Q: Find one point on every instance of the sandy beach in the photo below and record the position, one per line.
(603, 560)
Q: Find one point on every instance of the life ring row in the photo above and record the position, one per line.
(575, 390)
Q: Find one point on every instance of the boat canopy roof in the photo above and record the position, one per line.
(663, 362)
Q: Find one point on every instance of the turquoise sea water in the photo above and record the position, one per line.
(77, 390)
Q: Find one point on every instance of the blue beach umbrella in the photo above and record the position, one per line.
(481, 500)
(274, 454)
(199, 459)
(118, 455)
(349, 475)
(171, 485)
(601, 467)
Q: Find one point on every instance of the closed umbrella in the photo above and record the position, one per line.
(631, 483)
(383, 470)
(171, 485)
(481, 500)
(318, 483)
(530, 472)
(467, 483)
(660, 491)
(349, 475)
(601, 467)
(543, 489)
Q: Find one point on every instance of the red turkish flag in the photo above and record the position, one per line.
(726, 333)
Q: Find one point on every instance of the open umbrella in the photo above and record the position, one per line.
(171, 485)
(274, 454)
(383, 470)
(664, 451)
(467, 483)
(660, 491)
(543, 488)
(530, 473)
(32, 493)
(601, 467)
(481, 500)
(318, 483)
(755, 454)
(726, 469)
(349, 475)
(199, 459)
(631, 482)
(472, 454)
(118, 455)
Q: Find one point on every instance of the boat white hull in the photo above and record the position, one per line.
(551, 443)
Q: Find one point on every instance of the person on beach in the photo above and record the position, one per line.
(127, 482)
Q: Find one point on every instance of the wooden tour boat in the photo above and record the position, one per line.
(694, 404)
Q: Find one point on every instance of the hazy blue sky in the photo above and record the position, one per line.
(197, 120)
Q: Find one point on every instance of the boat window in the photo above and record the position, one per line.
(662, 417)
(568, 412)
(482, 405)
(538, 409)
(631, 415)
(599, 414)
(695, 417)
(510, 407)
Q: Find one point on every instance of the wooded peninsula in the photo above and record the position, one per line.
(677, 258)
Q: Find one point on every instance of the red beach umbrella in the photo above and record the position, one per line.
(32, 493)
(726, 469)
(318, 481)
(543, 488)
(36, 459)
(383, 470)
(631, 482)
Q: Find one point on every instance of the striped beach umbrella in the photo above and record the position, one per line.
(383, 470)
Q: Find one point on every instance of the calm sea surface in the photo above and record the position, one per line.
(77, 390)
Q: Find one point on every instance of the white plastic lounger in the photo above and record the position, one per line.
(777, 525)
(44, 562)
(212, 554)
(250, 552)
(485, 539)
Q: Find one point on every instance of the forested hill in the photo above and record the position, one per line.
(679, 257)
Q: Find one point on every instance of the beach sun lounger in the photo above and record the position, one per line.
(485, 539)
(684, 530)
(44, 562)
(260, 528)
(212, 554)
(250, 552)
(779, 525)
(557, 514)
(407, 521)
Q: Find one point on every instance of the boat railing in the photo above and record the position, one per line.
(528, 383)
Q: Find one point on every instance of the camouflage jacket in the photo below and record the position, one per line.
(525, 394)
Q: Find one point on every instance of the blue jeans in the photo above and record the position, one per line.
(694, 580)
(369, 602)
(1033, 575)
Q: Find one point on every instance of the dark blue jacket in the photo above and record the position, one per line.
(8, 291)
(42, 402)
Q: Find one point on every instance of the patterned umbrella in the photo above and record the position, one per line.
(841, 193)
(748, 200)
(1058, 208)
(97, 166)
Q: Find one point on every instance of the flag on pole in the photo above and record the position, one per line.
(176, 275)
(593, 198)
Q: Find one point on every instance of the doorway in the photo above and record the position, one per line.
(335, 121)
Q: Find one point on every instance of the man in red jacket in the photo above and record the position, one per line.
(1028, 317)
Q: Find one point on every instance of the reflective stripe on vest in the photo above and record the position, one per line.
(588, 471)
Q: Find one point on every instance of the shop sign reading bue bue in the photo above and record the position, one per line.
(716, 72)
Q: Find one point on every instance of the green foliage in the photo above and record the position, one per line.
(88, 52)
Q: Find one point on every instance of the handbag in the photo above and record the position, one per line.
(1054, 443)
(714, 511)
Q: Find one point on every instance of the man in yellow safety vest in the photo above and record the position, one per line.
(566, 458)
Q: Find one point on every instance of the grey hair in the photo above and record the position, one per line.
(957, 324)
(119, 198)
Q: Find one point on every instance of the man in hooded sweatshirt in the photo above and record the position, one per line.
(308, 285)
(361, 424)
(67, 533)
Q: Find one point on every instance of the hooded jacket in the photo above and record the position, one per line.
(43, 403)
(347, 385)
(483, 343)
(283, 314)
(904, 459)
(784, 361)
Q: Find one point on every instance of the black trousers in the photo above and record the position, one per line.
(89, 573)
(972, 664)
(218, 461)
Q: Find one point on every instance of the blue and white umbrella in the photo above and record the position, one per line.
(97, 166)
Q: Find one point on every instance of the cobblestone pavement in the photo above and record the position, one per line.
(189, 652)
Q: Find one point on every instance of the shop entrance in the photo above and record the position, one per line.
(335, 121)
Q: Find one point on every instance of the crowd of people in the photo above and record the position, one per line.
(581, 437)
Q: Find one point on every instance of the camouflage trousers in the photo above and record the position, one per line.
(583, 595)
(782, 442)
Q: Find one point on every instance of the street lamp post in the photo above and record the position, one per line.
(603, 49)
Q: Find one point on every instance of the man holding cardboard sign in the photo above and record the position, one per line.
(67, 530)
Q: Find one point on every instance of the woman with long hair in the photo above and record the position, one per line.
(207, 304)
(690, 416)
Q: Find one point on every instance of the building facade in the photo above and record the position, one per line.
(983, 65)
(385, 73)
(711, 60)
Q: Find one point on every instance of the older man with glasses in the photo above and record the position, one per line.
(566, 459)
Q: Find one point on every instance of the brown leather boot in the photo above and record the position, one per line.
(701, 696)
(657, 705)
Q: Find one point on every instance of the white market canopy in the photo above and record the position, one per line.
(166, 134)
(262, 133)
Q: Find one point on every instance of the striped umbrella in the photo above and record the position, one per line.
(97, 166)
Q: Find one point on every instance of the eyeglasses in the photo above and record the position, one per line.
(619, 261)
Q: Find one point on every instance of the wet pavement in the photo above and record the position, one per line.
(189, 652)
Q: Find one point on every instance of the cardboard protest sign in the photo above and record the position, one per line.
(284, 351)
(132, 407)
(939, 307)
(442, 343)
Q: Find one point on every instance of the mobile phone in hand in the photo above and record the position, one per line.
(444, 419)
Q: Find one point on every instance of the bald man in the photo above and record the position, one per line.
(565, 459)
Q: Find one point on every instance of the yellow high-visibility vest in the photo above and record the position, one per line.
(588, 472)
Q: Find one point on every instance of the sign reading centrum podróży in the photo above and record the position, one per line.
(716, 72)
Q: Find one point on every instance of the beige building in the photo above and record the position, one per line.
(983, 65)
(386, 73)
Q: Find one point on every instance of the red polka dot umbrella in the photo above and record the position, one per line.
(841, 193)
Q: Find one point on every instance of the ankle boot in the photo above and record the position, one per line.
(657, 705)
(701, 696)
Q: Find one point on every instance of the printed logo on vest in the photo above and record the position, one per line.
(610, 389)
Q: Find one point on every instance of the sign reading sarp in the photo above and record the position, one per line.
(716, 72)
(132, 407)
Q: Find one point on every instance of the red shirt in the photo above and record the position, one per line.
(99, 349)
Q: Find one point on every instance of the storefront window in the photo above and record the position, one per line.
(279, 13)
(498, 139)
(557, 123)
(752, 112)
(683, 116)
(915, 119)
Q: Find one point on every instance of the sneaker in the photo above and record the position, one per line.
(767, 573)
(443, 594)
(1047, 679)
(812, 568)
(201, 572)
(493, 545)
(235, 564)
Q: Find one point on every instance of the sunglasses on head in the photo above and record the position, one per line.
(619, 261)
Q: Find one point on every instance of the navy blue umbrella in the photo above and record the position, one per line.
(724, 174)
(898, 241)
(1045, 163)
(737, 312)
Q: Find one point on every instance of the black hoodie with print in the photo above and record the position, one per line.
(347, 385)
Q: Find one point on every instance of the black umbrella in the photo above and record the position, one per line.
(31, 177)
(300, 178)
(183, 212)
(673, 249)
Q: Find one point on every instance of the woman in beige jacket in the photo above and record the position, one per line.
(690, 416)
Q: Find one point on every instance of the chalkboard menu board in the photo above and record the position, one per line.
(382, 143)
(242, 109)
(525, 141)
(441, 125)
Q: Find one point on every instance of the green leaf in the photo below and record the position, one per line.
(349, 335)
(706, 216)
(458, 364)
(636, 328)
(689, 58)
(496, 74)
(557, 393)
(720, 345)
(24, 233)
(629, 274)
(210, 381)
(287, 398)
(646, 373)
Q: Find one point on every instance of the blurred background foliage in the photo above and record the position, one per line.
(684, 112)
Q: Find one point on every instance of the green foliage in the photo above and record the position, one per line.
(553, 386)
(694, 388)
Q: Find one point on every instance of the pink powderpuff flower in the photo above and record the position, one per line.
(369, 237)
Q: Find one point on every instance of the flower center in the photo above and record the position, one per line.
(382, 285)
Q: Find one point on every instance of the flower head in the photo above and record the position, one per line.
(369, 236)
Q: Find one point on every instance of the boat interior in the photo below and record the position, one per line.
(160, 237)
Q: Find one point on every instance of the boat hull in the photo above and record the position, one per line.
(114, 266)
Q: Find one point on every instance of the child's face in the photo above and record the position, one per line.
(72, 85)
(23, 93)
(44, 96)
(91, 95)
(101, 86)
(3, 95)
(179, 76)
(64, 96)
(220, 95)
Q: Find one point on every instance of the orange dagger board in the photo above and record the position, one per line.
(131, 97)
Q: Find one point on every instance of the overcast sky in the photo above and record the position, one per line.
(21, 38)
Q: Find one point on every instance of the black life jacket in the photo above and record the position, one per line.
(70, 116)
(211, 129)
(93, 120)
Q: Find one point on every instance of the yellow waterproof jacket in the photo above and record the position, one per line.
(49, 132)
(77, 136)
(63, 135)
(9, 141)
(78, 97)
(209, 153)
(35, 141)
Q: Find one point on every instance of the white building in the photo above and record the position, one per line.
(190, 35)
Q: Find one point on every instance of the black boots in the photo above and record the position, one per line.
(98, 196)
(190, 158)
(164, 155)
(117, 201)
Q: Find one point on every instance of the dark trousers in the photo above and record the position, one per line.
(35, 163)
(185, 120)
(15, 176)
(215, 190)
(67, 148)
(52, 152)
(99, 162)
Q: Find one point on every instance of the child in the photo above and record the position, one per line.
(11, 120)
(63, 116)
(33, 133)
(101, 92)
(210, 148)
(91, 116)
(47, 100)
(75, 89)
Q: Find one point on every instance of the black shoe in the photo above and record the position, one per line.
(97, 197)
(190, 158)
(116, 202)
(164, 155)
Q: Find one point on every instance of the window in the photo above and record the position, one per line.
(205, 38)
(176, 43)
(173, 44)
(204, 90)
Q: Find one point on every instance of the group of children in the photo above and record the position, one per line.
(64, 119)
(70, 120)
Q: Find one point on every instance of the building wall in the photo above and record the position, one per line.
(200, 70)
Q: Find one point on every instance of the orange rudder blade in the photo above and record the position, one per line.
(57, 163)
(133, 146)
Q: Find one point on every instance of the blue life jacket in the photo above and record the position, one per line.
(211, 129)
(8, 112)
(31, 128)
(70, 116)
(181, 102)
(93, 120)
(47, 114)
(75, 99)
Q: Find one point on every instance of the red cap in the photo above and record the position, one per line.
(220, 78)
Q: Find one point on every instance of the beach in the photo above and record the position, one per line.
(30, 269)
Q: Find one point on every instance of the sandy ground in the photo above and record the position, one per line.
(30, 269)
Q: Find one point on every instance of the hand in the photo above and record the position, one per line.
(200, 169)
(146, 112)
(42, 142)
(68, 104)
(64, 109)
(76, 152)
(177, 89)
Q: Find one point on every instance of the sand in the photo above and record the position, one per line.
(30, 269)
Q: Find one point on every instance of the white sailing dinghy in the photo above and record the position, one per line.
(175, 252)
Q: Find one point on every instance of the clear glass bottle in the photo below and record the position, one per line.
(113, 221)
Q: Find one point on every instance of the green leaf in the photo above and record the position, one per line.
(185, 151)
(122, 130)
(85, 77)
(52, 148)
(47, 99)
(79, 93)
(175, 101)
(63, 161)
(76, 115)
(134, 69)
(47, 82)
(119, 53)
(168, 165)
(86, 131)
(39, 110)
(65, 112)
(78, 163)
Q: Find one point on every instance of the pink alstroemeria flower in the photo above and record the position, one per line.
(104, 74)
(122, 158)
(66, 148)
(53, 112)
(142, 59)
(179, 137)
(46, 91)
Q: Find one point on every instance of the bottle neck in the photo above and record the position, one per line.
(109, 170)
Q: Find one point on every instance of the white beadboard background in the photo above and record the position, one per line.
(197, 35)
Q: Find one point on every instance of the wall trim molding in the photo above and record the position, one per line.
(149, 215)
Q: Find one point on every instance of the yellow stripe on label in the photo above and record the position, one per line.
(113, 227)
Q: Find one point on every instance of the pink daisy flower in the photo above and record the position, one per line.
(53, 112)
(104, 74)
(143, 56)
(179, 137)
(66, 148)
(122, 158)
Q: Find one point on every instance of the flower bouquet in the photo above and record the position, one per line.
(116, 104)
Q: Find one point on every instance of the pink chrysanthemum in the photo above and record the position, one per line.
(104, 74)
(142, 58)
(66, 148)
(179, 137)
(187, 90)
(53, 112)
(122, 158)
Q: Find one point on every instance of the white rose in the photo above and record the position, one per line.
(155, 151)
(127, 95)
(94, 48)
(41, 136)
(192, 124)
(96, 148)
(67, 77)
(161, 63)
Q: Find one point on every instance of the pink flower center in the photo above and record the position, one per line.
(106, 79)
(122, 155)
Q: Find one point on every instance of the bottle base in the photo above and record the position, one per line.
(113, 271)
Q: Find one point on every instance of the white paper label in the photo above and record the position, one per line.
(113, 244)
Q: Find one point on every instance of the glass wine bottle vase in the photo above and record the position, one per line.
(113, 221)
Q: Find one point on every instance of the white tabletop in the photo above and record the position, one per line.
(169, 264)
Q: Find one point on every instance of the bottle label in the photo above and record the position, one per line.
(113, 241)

Set exercise =>
Take the line in which "Q: Find one point on every instance of the pink daisy" occurs and each subsequent line through the end; give these lines again without alteration.

Task output =>
Q: Find one point on every instance of the pink daisy flower in the photo above and record the position, one per line.
(53, 112)
(104, 74)
(143, 56)
(179, 137)
(66, 148)
(122, 158)
Q: Find one point on every instance of the flower bouquet in the photo above and record the position, one per line.
(116, 104)
Q: Find one point on every instance of the pink chrysanthemum in the photo above and record the position, one per line.
(104, 74)
(142, 58)
(66, 148)
(179, 137)
(187, 90)
(53, 112)
(122, 158)
Q: Find one point on every instance of the white rose in the photo above and record the position, one per line.
(155, 151)
(127, 95)
(94, 48)
(41, 136)
(192, 124)
(96, 148)
(67, 77)
(161, 63)
Q: Find one point on every instance of the pink flower center in the photo above and record the position, one per line.
(106, 79)
(122, 155)
Q: Find one point on every instance of the bottle base in the photo above and record the position, one per line.
(113, 271)
Q: Find one point on every instance of the white paper label in the photo above and record the position, one per line.
(113, 244)
Q: Find one point on every instance of the glass wine bottle vase in the photo above and record the position, one per line.
(113, 221)
Q: Find one point on every instance of the white tabletop in the photo above and record the position, one per line.
(169, 264)
Q: Find one point on every instance of the bottle label in the photo above and record the position, one per line.
(113, 241)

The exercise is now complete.